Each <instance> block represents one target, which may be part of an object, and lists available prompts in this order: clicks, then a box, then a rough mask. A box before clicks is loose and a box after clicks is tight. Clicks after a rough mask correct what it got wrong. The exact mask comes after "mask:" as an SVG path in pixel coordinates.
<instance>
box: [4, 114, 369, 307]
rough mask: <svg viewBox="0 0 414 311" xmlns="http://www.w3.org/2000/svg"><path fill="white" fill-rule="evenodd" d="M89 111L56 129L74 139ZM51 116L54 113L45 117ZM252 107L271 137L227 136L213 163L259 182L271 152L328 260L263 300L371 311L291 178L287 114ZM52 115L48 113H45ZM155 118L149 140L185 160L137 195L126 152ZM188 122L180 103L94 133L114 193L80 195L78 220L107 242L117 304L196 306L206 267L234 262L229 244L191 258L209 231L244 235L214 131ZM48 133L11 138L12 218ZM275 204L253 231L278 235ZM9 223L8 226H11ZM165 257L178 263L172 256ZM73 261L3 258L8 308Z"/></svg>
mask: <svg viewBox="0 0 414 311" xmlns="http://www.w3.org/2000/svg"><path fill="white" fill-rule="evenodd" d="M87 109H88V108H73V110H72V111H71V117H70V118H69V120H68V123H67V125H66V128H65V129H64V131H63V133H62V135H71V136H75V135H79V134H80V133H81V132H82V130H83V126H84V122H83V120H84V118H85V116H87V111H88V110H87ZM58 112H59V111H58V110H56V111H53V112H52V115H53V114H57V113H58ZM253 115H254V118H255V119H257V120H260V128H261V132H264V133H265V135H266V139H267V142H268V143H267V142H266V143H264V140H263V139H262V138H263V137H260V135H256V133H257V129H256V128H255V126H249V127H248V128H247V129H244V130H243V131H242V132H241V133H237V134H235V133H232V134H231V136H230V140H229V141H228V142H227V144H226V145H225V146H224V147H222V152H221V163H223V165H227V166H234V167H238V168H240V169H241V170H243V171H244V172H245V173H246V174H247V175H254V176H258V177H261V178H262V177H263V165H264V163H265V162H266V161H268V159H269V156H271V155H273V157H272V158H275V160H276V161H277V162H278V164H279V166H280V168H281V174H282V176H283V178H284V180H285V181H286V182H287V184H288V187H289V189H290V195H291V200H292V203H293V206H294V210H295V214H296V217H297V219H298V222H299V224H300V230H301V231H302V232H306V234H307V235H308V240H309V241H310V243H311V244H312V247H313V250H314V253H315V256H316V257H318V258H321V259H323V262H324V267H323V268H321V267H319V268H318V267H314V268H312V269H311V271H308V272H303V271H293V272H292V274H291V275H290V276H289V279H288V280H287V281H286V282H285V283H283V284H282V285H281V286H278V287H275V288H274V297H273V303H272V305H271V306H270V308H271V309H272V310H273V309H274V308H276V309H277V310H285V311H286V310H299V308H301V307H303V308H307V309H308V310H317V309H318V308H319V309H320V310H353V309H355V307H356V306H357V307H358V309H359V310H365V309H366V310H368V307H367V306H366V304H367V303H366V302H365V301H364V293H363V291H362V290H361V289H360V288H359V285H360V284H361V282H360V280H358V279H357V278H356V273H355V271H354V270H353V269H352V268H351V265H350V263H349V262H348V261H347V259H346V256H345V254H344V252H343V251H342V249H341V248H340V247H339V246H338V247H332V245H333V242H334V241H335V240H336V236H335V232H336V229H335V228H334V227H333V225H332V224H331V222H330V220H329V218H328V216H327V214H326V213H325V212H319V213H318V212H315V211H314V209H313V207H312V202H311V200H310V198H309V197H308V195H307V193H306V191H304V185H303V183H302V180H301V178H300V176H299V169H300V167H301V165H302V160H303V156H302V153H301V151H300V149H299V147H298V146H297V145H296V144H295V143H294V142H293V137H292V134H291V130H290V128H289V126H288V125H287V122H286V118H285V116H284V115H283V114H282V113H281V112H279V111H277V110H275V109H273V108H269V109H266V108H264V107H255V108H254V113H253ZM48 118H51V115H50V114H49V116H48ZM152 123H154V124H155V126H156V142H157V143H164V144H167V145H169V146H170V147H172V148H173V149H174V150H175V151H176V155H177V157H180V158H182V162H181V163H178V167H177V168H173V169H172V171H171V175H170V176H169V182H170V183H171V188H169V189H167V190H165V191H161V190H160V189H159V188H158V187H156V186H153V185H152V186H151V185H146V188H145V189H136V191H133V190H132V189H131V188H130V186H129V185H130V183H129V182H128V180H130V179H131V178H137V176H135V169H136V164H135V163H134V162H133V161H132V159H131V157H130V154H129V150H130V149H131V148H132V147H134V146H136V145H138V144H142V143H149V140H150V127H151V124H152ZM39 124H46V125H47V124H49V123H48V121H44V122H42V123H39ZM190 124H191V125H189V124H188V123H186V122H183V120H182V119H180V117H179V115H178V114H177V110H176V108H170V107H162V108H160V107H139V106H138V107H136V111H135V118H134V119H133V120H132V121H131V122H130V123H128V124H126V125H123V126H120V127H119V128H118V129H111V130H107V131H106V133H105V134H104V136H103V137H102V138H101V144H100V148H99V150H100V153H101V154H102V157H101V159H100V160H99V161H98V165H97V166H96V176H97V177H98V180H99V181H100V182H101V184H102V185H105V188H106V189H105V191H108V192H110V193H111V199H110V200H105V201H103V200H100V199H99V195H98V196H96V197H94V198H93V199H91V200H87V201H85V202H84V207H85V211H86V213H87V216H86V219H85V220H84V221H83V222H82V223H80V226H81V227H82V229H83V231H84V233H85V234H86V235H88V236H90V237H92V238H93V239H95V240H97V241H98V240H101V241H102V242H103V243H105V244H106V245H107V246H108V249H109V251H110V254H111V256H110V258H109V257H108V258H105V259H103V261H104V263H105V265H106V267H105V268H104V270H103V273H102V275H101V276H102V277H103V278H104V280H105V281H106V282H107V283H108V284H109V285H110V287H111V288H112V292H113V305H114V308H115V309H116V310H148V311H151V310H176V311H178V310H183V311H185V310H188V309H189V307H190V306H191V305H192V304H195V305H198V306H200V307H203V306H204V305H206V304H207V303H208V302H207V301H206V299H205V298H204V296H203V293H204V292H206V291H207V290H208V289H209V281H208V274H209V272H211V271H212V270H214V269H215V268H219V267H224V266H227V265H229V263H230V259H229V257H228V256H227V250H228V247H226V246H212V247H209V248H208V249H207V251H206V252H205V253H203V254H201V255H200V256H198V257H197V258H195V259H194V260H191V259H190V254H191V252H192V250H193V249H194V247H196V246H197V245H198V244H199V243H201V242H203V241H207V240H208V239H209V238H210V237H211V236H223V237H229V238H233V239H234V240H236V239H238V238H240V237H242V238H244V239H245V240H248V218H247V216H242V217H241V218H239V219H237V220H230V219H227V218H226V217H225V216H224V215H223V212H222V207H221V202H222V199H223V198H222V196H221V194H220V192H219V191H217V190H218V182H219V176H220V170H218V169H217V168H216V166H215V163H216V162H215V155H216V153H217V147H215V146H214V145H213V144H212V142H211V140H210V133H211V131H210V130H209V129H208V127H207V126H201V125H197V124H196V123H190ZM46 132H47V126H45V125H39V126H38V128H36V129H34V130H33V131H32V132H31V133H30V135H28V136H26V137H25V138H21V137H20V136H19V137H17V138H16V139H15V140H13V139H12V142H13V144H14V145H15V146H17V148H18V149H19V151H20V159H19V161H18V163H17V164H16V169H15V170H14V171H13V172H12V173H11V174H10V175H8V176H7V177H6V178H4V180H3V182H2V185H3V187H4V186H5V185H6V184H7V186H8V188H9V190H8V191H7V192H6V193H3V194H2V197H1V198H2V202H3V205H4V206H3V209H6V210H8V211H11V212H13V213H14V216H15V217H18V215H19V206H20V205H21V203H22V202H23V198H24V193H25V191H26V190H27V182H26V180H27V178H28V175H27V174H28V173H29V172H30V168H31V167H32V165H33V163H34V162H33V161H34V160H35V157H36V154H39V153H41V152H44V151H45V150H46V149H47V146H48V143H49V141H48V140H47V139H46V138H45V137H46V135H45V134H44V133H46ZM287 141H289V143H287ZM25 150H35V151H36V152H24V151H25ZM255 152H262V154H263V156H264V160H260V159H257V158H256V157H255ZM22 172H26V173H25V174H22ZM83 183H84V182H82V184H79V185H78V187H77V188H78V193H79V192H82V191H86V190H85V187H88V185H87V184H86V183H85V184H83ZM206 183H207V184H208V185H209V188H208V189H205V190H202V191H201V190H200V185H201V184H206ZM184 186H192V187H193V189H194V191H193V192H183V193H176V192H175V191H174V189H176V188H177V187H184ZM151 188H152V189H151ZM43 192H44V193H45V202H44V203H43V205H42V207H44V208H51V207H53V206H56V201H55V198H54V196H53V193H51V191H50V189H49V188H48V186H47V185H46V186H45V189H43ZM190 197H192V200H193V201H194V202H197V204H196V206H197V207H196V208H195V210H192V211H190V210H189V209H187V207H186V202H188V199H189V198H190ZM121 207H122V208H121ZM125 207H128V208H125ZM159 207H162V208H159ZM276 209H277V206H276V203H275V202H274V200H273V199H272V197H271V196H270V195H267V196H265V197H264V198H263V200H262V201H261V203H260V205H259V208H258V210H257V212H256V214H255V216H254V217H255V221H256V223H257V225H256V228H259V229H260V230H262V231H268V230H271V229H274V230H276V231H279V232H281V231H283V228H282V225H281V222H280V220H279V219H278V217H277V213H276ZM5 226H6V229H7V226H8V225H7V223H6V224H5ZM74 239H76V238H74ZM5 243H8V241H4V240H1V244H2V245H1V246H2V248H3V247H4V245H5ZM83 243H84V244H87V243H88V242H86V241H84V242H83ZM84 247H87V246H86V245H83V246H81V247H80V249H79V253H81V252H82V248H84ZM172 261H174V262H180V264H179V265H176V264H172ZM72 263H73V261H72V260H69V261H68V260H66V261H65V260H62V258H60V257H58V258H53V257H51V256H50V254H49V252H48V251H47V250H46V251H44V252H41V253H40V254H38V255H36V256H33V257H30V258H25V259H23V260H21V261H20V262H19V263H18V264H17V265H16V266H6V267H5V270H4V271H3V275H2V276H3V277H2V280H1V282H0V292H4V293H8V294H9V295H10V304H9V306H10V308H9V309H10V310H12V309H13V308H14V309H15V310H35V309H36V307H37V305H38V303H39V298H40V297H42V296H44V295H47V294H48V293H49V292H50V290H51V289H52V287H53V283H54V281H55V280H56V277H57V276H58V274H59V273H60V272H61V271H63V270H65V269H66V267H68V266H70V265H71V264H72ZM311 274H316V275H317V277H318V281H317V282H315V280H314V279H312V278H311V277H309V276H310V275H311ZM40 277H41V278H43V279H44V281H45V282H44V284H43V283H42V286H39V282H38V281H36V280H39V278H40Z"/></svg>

● **WORK INSTRUCTIONS**
Write the lines again exactly, from the first line of the material above to the line that includes "box: [4, 114, 369, 307]", both included. Leave out all the rest.

● **PROBLEM SOLUTION**
Each <instance> block represents one target, which may be part of an object, and lists available prompts in this order: clicks, then a box, then a rough mask. A box before clicks is loose and a box after clicks is tight. Clicks after a rough mask correct what it got wrong. The exact mask comes after "mask:" as an SVG path in pixel coordinates.
<instance>
box: [4, 114, 369, 307]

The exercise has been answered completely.